Task prompt: Once you find the line with "Sample output: [[238, 10]]" in the entries below, return exactly every line from it through the line with "Task: confirm every instance of the bald".
-------- Data provided
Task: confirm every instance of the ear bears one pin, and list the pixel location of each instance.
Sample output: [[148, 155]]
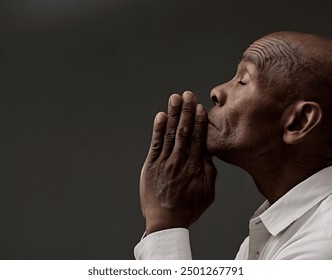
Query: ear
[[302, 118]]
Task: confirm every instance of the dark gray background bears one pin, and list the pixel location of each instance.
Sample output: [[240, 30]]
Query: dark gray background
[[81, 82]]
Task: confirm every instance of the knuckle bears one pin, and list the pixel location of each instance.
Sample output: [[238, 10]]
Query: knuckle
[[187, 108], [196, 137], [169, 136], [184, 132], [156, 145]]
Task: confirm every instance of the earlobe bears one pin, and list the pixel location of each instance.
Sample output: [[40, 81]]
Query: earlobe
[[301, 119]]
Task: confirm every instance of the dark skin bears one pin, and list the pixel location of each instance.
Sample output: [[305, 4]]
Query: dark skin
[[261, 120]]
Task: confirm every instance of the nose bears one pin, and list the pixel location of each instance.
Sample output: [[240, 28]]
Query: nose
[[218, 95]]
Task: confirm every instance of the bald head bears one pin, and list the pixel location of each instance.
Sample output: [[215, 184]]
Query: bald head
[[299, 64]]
----------------
-------- Data provided
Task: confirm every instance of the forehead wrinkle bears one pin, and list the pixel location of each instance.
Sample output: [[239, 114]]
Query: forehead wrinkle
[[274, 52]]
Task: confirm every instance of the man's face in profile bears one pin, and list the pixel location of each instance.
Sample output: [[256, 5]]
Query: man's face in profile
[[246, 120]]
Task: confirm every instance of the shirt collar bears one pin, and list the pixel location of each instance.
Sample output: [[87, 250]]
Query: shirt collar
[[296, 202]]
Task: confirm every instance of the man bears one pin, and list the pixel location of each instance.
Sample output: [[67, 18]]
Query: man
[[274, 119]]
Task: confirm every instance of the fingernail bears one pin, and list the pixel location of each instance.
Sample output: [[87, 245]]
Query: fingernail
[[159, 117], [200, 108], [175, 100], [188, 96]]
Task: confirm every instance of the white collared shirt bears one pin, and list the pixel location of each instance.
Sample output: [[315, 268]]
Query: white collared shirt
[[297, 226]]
----------------
-------- Data provided
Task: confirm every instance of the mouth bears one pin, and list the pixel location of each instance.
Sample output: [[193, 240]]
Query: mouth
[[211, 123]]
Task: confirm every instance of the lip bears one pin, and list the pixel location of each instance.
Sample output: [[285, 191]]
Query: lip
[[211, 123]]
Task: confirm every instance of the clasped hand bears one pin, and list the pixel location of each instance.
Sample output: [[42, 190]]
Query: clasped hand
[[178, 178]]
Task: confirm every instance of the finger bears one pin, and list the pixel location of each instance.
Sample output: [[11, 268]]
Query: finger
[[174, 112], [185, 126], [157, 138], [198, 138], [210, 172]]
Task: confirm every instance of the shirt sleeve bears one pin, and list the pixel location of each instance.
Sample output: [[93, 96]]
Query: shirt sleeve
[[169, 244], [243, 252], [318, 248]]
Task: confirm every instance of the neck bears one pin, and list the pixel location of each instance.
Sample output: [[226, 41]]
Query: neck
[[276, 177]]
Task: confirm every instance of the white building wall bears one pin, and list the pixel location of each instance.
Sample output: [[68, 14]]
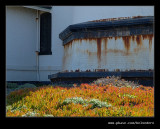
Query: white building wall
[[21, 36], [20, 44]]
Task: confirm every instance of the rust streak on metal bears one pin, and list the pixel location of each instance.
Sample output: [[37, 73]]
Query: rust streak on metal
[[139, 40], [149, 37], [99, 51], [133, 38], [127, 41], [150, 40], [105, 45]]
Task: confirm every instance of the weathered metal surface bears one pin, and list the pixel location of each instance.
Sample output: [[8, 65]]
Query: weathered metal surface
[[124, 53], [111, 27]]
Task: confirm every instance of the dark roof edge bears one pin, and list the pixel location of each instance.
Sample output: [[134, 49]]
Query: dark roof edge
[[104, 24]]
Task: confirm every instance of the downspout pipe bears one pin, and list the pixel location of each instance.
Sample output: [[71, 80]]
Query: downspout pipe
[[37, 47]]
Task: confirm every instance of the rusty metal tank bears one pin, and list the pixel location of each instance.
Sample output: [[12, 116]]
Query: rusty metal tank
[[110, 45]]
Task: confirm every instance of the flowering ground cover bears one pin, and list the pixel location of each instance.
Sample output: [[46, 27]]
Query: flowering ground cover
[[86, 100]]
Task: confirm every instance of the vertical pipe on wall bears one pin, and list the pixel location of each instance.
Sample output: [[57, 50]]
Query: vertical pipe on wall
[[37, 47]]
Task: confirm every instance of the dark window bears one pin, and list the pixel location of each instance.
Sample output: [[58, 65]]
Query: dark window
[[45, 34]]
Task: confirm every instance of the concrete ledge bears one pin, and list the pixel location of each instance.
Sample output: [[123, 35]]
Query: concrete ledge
----------------
Solution to the exercise:
Sample output: [[238, 10]]
Query: knuckle
[[187, 108], [196, 137], [169, 136], [184, 132], [156, 145]]
Task: confirm every instance of the earlobe bears one pin, and list the pixel location of each instance.
Sample output: [[40, 81]]
Query: earlobe
[[301, 119]]
Task: confirm every instance of the dark skin bears one pin, and list the pixel location of each instance.
Sample output: [[305, 4]]
Query: dark skin
[[261, 120]]
Task: confirm every instance of the nose bears one pin, and list the pixel location of each instance.
Sample output: [[240, 28]]
Query: nose
[[218, 95]]
Task: confirm every instance of the bald head bears one pin, and list the pixel location of each instance.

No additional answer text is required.